>> BEGIN The input
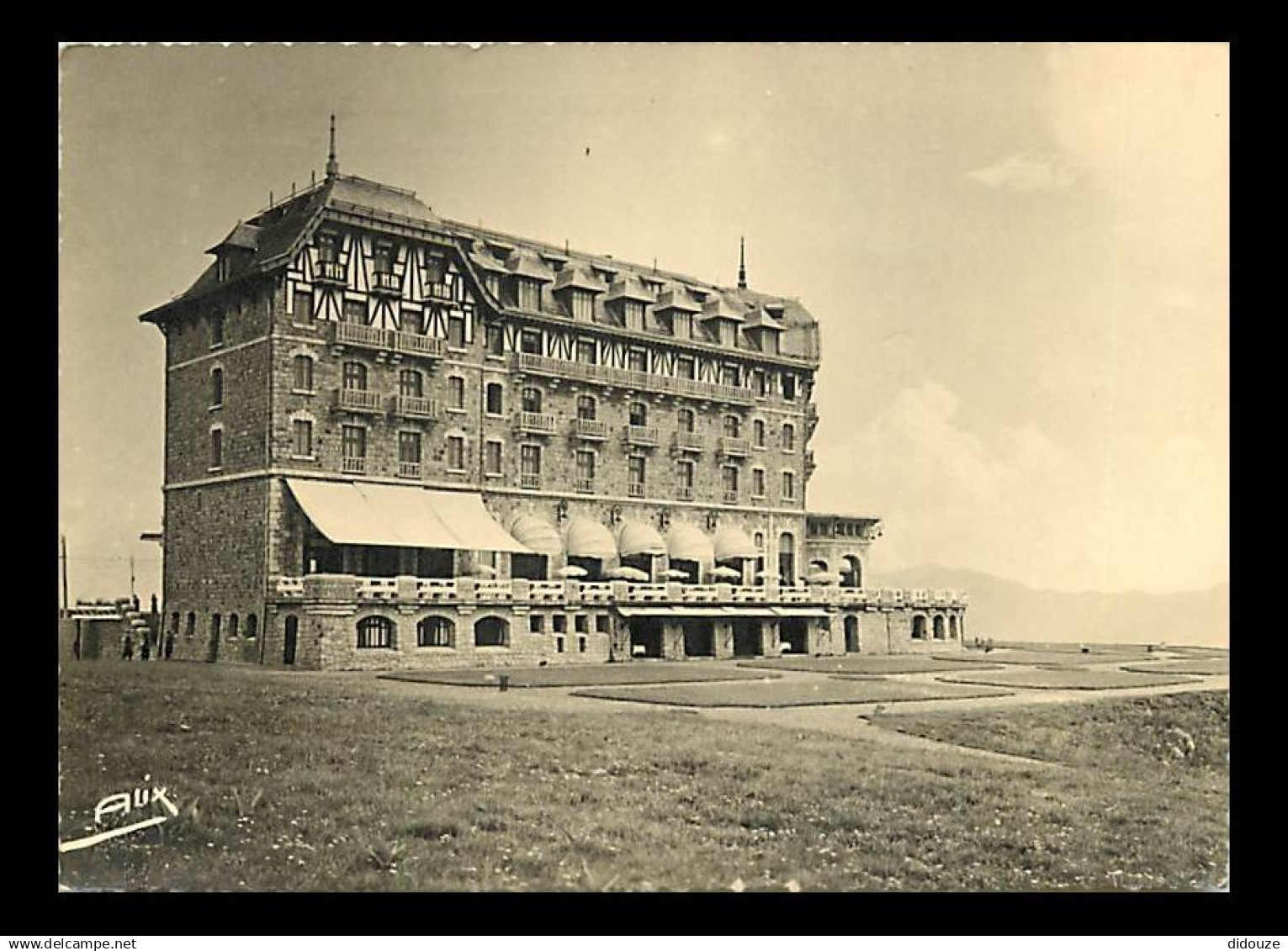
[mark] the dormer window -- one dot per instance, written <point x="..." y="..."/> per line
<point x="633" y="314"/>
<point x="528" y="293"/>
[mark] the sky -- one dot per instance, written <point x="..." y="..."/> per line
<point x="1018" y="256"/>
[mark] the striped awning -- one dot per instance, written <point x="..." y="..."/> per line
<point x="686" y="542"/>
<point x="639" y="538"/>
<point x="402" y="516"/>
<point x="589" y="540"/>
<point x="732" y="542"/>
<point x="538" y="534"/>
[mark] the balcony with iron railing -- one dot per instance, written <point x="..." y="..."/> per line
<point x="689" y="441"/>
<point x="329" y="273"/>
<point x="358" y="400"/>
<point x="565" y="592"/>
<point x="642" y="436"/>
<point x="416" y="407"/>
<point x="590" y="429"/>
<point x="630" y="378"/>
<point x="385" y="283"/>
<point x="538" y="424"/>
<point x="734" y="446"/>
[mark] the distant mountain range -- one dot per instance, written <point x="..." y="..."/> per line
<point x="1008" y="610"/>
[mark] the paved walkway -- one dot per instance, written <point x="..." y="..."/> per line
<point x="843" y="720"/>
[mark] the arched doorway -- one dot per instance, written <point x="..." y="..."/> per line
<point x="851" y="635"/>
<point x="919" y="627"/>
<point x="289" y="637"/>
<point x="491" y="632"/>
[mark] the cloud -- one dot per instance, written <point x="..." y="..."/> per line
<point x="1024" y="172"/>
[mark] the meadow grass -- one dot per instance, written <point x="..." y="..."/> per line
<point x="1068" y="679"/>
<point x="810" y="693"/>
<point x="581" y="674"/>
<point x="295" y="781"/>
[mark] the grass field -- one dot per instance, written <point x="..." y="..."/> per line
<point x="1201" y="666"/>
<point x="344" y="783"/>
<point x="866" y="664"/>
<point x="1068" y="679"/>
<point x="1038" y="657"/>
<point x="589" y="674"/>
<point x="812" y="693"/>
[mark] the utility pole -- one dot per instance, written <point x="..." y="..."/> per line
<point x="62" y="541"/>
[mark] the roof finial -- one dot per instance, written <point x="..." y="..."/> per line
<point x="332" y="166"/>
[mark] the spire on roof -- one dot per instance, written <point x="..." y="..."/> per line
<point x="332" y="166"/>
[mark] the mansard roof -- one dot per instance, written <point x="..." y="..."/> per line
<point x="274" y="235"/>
>> END The input
>> BEGIN The input
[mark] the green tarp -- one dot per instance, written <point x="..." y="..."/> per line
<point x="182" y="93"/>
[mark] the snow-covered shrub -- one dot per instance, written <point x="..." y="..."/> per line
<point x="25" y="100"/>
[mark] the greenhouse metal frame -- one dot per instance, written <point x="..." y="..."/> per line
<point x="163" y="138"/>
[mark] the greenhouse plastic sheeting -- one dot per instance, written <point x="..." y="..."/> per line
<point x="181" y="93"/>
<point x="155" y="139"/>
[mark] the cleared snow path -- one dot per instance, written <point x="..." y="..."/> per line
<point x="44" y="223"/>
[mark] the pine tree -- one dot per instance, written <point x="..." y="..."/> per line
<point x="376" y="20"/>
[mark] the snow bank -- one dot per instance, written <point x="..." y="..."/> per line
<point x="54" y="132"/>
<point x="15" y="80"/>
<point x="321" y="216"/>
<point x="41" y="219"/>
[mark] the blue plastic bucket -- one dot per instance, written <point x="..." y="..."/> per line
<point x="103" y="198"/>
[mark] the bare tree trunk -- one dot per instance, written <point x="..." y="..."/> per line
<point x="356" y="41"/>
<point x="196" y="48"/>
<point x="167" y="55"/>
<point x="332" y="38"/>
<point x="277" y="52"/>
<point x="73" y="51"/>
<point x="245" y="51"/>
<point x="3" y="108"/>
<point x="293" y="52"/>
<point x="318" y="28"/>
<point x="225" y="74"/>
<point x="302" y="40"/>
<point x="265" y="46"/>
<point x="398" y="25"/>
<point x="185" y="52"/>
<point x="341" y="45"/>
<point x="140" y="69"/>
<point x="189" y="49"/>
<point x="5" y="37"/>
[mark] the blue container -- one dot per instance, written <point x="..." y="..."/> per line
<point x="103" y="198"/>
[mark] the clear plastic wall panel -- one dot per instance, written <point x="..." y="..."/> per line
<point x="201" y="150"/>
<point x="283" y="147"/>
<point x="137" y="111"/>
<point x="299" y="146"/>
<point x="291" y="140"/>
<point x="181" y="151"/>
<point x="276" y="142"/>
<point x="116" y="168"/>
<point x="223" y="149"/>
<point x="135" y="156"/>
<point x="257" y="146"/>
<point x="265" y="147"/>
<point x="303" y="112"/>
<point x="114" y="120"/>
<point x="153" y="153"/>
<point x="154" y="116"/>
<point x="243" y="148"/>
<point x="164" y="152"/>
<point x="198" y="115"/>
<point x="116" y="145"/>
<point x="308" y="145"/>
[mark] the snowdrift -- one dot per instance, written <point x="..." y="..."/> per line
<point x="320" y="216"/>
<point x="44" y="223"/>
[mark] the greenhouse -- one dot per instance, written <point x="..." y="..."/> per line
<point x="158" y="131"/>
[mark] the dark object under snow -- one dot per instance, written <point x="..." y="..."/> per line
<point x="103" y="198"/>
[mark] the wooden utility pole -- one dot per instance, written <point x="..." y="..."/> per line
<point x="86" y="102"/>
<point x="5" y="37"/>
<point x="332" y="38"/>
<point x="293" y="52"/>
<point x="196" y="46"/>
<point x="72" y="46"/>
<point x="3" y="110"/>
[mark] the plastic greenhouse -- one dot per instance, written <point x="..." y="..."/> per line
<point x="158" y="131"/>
>> END The input
> [Instructions for the task]: Please pick out each line in the rows above that contains the word "pole", and copy those lines in full.

> [Output for this exercise]:
[mark] the utility pole -- one dot per instance, written <point x="..." y="..."/> per line
[mark] the wooden utility pole -- one dot per instance, written <point x="..." y="..."/> per line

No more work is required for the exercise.